_WHAT YOU ARE ASKED TO DO_
With pictures left out, extract every line between the start of the records below and the line holding "Query: market stall", inclusive.

_AVAILABLE DATA_
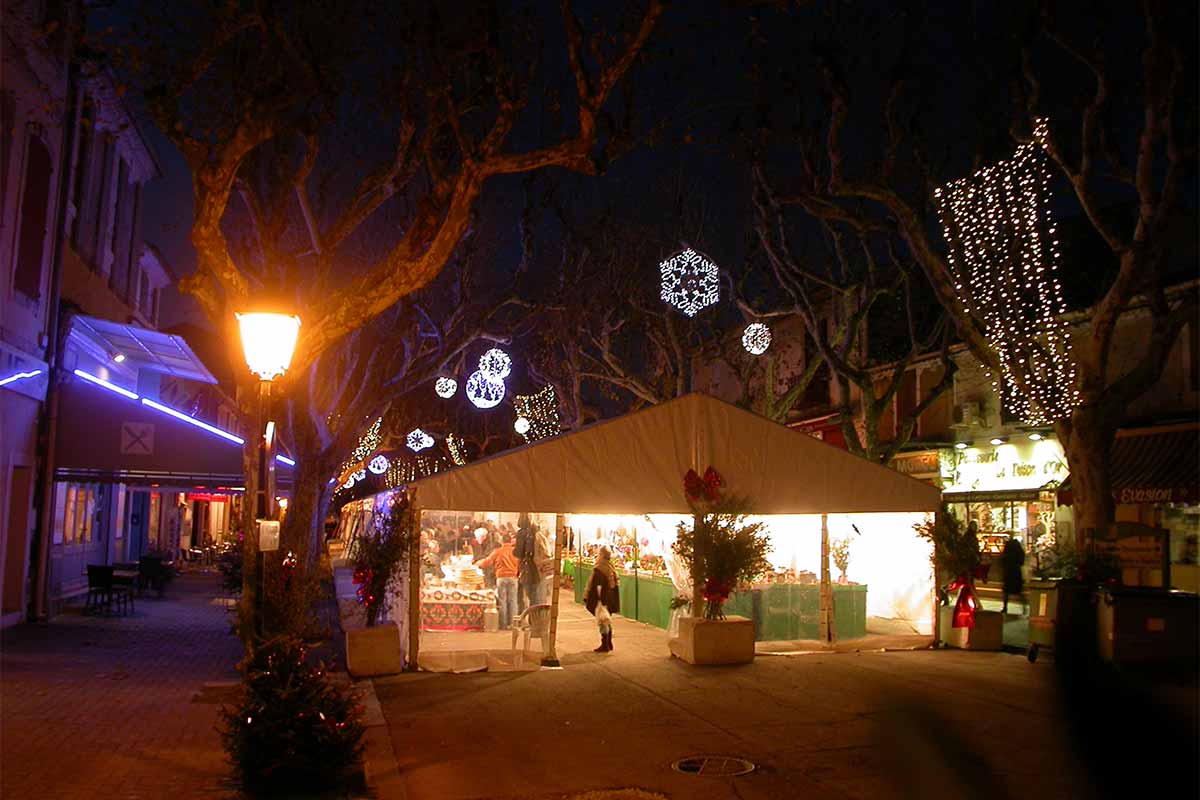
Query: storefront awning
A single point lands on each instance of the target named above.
(1152, 465)
(109, 434)
(636, 464)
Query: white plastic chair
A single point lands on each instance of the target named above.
(534, 624)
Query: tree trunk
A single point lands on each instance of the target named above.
(1089, 435)
(303, 527)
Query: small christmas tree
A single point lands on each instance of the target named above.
(292, 729)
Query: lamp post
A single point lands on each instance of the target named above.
(268, 341)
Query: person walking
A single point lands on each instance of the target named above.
(527, 552)
(505, 563)
(1012, 559)
(603, 597)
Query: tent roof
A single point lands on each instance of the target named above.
(636, 463)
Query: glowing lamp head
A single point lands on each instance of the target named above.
(268, 340)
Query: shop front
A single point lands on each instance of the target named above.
(1156, 482)
(1008, 489)
(619, 485)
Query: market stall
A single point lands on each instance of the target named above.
(618, 483)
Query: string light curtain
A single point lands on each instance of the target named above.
(540, 409)
(1003, 253)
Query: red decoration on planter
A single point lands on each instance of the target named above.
(967, 603)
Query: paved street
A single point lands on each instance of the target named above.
(113, 707)
(817, 726)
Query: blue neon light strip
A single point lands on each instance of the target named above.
(19, 376)
(101, 382)
(190, 420)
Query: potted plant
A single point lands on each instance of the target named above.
(376, 554)
(724, 551)
(840, 553)
(957, 560)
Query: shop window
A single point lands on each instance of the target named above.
(7, 126)
(35, 200)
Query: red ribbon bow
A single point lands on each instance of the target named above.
(708, 487)
(967, 603)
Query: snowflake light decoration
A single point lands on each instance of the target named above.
(418, 440)
(484, 390)
(756, 338)
(496, 364)
(1005, 270)
(689, 282)
(539, 411)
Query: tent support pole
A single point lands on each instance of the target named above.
(826, 623)
(551, 659)
(414, 590)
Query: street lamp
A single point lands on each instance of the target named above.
(268, 340)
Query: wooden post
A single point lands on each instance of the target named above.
(414, 588)
(825, 619)
(551, 659)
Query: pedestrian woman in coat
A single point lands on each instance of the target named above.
(603, 597)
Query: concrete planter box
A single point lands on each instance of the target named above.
(987, 635)
(373, 650)
(714, 642)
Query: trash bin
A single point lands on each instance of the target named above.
(1043, 596)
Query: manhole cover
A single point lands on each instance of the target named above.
(713, 765)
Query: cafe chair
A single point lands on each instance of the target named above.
(534, 624)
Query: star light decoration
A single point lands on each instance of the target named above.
(539, 411)
(689, 282)
(484, 390)
(418, 440)
(756, 338)
(1005, 270)
(496, 364)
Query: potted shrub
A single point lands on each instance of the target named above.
(376, 554)
(957, 561)
(724, 551)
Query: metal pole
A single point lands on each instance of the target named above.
(551, 659)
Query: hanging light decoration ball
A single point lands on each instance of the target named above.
(689, 282)
(484, 390)
(418, 440)
(496, 364)
(756, 338)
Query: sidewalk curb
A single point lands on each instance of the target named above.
(379, 763)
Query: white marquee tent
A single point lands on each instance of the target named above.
(636, 464)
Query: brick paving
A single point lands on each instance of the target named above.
(115, 707)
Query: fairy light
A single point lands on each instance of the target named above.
(756, 338)
(539, 413)
(496, 364)
(1006, 272)
(689, 282)
(418, 440)
(457, 449)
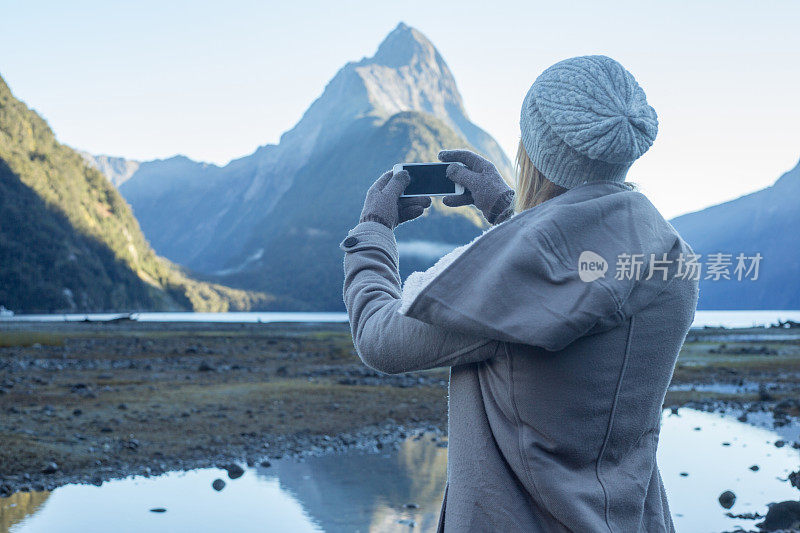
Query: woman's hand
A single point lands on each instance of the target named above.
(484, 185)
(383, 203)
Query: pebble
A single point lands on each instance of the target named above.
(234, 471)
(727, 499)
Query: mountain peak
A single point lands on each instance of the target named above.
(404, 46)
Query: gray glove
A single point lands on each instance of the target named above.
(383, 203)
(484, 185)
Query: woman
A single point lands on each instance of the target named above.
(561, 324)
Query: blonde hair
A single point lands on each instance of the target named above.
(532, 187)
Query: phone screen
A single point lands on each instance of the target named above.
(429, 178)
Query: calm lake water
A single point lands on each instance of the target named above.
(371, 491)
(730, 319)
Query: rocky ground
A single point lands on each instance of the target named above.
(86, 402)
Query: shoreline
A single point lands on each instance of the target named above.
(111, 400)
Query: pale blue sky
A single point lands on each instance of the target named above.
(214, 80)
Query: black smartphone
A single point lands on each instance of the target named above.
(428, 179)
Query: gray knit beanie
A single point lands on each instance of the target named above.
(586, 119)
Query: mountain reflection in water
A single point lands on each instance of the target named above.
(701, 455)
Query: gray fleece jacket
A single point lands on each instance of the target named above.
(556, 384)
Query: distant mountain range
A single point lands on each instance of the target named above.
(271, 221)
(68, 240)
(765, 222)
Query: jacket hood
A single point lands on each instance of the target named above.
(555, 272)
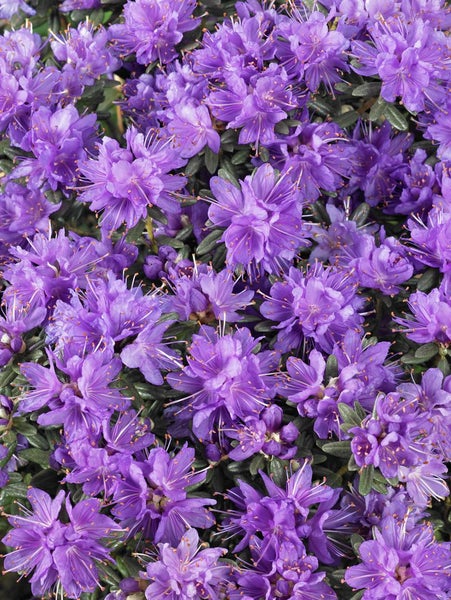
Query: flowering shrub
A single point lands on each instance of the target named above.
(226, 299)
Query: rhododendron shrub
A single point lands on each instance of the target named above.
(225, 279)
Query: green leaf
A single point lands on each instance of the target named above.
(40, 457)
(21, 425)
(349, 415)
(347, 118)
(257, 463)
(360, 214)
(156, 213)
(358, 595)
(377, 110)
(371, 88)
(240, 157)
(396, 118)
(411, 359)
(13, 491)
(278, 471)
(193, 166)
(443, 365)
(331, 367)
(366, 480)
(320, 106)
(341, 449)
(211, 160)
(426, 351)
(226, 172)
(428, 280)
(356, 540)
(344, 87)
(165, 240)
(264, 326)
(209, 242)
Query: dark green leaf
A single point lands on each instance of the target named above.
(443, 365)
(227, 172)
(366, 480)
(348, 118)
(344, 87)
(13, 491)
(240, 157)
(358, 595)
(21, 425)
(426, 351)
(356, 540)
(411, 359)
(348, 415)
(165, 240)
(209, 242)
(396, 118)
(428, 280)
(360, 214)
(341, 449)
(377, 110)
(371, 88)
(211, 160)
(331, 367)
(40, 457)
(278, 471)
(257, 463)
(156, 213)
(193, 166)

_ANSWER_
Query: storefront awning
A single point lands on each instance of the target named above.
(1152, 465)
(109, 434)
(636, 464)
Query: white plastic chair
A single point lands on each instance of the target named above.
(534, 624)
Query: tree trunk
A single point lands on each instance of the target named above.
(1089, 435)
(303, 527)
Query: small christmas tree
A single point lands on each instance of the target named above.
(292, 729)
Query: lamp post
A single point lands on each instance of the target named above.
(268, 341)
Query: person walking
A single point lands on each instance of the target named above.
(527, 552)
(505, 563)
(1012, 559)
(603, 597)
Query: tent roof
A single point lands on each instance of the target named above.
(636, 463)
Query: glowing lamp head
A single point lands on each instance of the target named above.
(268, 340)
Query: shop front
A single point lands on each instance of the target named above.
(1156, 482)
(1008, 489)
(619, 485)
Query: market stall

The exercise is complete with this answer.